====== DATASET CONTENT
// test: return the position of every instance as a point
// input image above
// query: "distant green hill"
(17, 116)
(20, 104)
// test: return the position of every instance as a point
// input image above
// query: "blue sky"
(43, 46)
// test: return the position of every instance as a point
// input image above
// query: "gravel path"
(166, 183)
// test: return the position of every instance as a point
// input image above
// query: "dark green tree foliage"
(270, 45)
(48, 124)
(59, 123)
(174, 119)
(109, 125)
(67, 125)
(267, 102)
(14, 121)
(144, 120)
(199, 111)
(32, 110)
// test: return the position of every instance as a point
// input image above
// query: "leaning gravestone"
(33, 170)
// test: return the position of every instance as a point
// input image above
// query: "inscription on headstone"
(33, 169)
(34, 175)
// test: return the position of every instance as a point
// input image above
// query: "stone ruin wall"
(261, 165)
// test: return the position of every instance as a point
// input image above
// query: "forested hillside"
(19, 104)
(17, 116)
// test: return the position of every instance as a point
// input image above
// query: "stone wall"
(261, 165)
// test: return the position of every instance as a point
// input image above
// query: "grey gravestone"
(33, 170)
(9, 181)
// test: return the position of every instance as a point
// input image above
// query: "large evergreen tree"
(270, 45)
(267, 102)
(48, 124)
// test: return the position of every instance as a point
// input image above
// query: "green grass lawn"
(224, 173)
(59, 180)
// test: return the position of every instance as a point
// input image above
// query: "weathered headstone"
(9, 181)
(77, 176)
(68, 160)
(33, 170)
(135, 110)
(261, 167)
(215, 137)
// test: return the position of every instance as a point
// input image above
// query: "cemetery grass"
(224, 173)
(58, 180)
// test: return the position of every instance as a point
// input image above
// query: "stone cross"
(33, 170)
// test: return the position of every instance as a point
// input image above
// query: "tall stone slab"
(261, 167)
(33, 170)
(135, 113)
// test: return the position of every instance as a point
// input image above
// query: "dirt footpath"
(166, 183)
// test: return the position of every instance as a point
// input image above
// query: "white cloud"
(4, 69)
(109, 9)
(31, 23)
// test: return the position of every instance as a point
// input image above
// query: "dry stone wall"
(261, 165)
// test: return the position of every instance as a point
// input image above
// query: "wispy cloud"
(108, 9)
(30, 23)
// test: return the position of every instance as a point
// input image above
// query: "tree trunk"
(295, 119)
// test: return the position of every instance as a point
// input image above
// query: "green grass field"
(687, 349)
============
● WORK TASK
Return an exact copy of the listing.

● RESPONSE AREA
// test: return the position of every instance as a point
// input image above
// query: "distant green hill"
(17, 116)
(20, 104)
// test: return the position of every instance as a point
// input image above
// query: "blue sky"
(43, 46)
// test: return the position of every instance as a point
// input image above
// query: "gravel path"
(166, 183)
// test: return the position of every instance as a point
// input image above
// query: "dark green tree foliage"
(270, 45)
(48, 124)
(59, 123)
(174, 119)
(109, 125)
(67, 125)
(267, 102)
(14, 121)
(144, 120)
(199, 111)
(32, 110)
// test: return the position of every instance as a point
// input image above
// query: "leaning gravestone"
(33, 170)
// test: return the position of every instance as a point
// input image above
// query: "inscription on headstone"
(33, 169)
(34, 175)
// test: return the position of every instance as a point
// input image above
// query: "stone ruin wall"
(261, 165)
// test: return the position of every instance as a point
// input image above
// query: "forested hillside"
(19, 104)
(17, 116)
// test: return the position of every instance as a point
// input image above
// query: "stone wall"
(261, 165)
// test: return the position of every instance as a point
// input image above
// query: "grey gravestone"
(33, 170)
(9, 181)
// test: return the position of every instance as a point
// input image above
// query: "large evergreen tree"
(270, 45)
(267, 102)
(48, 124)
// test: return the position of every instance as a point
// input image above
// query: "green grass lawn"
(224, 173)
(59, 180)
// test: return the position of every instance as a point
// input image above
// query: "weathered headstone"
(9, 181)
(77, 176)
(68, 160)
(33, 170)
(135, 110)
(261, 167)
(215, 137)
// test: return the position of every instance as a point
// input image above
// query: "cemetery grass"
(224, 173)
(58, 180)
// test: return the position of every instance as a point
// input image above
// query: "stone cross"
(33, 170)
// test: return the position of every instance as a point
// input image above
// query: "tall stone slab"
(261, 167)
(33, 170)
(135, 113)
// test: return the position of every instance as a point
// input image above
// query: "dirt footpath"
(166, 183)
// test: return the position of every instance as a point
// input image above
// query: "white cloud"
(4, 69)
(109, 9)
(31, 23)
// test: return the position of every instance as a point
// input image above
// query: "dry stone wall"
(261, 165)
// test: return the position of every instance as a point
// input image above
// query: "wispy cloud"
(108, 9)
(30, 23)
// test: return the position of every instance as a point
// input image above
// query: "tree trunk"
(295, 119)
// test: return the position of every instance as a point
// input image above
// query: "green grass field"
(687, 349)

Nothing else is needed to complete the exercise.